Input records:
START

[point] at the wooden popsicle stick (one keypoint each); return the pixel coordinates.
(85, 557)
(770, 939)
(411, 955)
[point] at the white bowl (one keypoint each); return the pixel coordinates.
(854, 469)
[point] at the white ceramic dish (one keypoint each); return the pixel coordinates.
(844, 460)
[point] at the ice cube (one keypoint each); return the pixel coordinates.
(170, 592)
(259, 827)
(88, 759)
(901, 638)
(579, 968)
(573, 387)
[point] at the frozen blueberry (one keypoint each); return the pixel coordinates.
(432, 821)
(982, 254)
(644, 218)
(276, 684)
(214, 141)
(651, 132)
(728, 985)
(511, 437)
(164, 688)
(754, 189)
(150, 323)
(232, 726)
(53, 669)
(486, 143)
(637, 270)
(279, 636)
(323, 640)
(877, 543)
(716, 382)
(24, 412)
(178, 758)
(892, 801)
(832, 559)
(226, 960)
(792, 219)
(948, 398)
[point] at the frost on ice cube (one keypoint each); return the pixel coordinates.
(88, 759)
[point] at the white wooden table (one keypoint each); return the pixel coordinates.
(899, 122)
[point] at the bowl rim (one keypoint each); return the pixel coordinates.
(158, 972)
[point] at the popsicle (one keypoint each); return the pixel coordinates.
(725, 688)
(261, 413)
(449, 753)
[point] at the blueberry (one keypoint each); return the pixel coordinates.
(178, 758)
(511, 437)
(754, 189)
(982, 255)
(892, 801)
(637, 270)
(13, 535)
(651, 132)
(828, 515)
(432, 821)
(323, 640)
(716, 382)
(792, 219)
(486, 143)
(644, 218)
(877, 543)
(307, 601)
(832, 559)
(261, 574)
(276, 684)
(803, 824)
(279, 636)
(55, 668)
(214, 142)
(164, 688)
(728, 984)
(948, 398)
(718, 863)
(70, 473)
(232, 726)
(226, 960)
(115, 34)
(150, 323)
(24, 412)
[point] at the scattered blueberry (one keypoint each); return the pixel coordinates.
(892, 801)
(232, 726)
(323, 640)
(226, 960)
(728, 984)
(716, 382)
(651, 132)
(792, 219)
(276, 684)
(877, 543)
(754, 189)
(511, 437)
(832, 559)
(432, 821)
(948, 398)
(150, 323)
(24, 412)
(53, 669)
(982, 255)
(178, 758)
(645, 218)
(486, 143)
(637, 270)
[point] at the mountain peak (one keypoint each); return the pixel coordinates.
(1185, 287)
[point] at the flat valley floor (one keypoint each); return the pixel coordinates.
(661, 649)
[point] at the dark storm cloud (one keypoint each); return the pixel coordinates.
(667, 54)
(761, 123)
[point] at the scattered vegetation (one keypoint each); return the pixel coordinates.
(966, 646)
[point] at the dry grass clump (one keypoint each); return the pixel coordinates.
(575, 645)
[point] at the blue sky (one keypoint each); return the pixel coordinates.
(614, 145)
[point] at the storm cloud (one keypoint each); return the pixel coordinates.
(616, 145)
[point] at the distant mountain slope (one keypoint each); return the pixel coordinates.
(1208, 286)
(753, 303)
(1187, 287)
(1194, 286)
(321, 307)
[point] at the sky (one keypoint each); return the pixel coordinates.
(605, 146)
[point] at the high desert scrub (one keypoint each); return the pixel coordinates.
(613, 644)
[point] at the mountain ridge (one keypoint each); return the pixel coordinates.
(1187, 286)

END

What is required: Lay out every line of the items above as a Markdown table with two columns, Row and Item line. Number the rows in order and leave out any blank lines.

Correct output:
| Row | Item line |
|---|---|
| 1 | [point] at the wooden popsicle stick (one keypoint each); return the pixel coordinates. |
| 2 | (85, 557) |
| 3 | (770, 939) |
| 4 | (411, 955) |
| 5 | [point] at the white bowl (one keypoint each); return the pixel coordinates. |
| 6 | (854, 469) |
| 7 | [point] at the white ceramic dish (one keypoint each); return the pixel coordinates. |
| 8 | (844, 460) |
| 9 | [point] at the ice cube (one keypoint each); return the pixel coordinates. |
| 10 | (170, 592) |
| 11 | (259, 827) |
| 12 | (88, 759) |
| 13 | (901, 638) |
| 14 | (579, 968) |
| 15 | (573, 387) |
| 16 | [point] at the frozen blueberry (one keypoint each); return the pixel coordinates. |
| 17 | (432, 821) |
| 18 | (982, 254) |
| 19 | (644, 218) |
| 20 | (276, 684) |
| 21 | (214, 141) |
| 22 | (651, 132) |
| 23 | (728, 985) |
| 24 | (511, 437) |
| 25 | (164, 688) |
| 26 | (754, 189) |
| 27 | (150, 323) |
| 28 | (232, 726) |
| 29 | (53, 669) |
| 30 | (486, 143) |
| 31 | (637, 270) |
| 32 | (279, 636) |
| 33 | (323, 640) |
| 34 | (877, 543) |
| 35 | (716, 382) |
| 36 | (24, 412) |
| 37 | (178, 758) |
| 38 | (892, 801) |
| 39 | (832, 559) |
| 40 | (226, 960) |
| 41 | (792, 219) |
| 42 | (948, 398) |
| 43 | [point] at the frost on ice cube (one keypoint each); return the pixel coordinates. |
| 44 | (88, 759) |
| 45 | [point] at the white wooden table (one keypoint each); return the pixel coordinates. |
| 46 | (899, 122) |
| 47 | [point] at the bowl rim (one keypoint each); return the pixel coordinates. |
| 48 | (158, 972) |
| 49 | [point] at the popsicle (one keypoint each); return the pixel coordinates. |
| 50 | (725, 688) |
| 51 | (261, 413) |
| 52 | (449, 753) |
| 53 | [point] at the blueberry (one keypoint each); return the pixel coordinates. |
| 54 | (178, 758) |
| 55 | (511, 437) |
| 56 | (754, 189) |
| 57 | (982, 255) |
| 58 | (892, 801) |
| 59 | (637, 270) |
| 60 | (13, 535) |
| 61 | (651, 132) |
| 62 | (828, 515) |
| 63 | (432, 821) |
| 64 | (323, 640) |
| 65 | (716, 382) |
| 66 | (792, 219) |
| 67 | (486, 143) |
| 68 | (644, 218) |
| 69 | (877, 543) |
| 70 | (307, 601) |
| 71 | (832, 559) |
| 72 | (261, 574) |
| 73 | (276, 684) |
| 74 | (803, 824) |
| 75 | (279, 636) |
| 76 | (55, 668) |
| 77 | (214, 142) |
| 78 | (164, 688) |
| 79 | (728, 984) |
| 80 | (948, 398) |
| 81 | (718, 863) |
| 82 | (70, 473) |
| 83 | (232, 726) |
| 84 | (226, 960) |
| 85 | (115, 34) |
| 86 | (150, 323) |
| 87 | (24, 412) |
| 88 | [point] at the scattered blueberry (one keypoint each); return the pixel coordinates. |
| 89 | (892, 801) |
| 90 | (232, 726) |
| 91 | (323, 640) |
| 92 | (226, 960) |
| 93 | (728, 984) |
| 94 | (716, 382) |
| 95 | (651, 132) |
| 96 | (792, 219) |
| 97 | (276, 684) |
| 98 | (877, 543) |
| 99 | (754, 189) |
| 100 | (511, 437) |
| 101 | (832, 559) |
| 102 | (432, 821) |
| 103 | (948, 398) |
| 104 | (150, 323) |
| 105 | (24, 412) |
| 106 | (53, 669) |
| 107 | (982, 255) |
| 108 | (178, 758) |
| 109 | (645, 218) |
| 110 | (486, 143) |
| 111 | (637, 270) |
| 112 | [point] at the mountain peak (one keypoint each); return the pixel coordinates. |
| 113 | (1185, 287) |
| 114 | [point] at the flat valley floor (one keypoint each); return the pixel coordinates. |
| 115 | (661, 649) |
| 116 | [point] at the dark storm cloud (one keypoint each); return the pixel coordinates. |
| 117 | (667, 54) |
| 118 | (761, 123) |
| 119 | [point] at the scattered vegetation (one keypoint each); return the pixel coordinates. |
| 120 | (966, 646) |
| 121 | [point] at the dry grass clump (one keypoint each); return the pixel coordinates. |
| 122 | (575, 645) |
| 123 | [point] at the blue sky (one keypoint each); return the pixel coordinates. |
| 124 | (614, 145) |
| 125 | [point] at the storm cloud (one keypoint each); return the pixel coordinates. |
| 126 | (616, 145) |
| 127 | [point] at the distant mountain slope (one keypoint each); return the pixel coordinates. |
| 128 | (1208, 286) |
| 129 | (753, 303) |
| 130 | (1187, 287) |
| 131 | (1194, 286) |
| 132 | (321, 307) |
| 133 | [point] at the sky (one keypoint each); return the pixel coordinates. |
| 134 | (605, 146) |
| 135 | [point] at the high desert scrub (one keypoint each); return the pixel coordinates. |
| 136 | (613, 644) |
| 137 | [point] at the mountain ridge (one keypoint each); return the pixel coordinates. |
| 138 | (1187, 286) |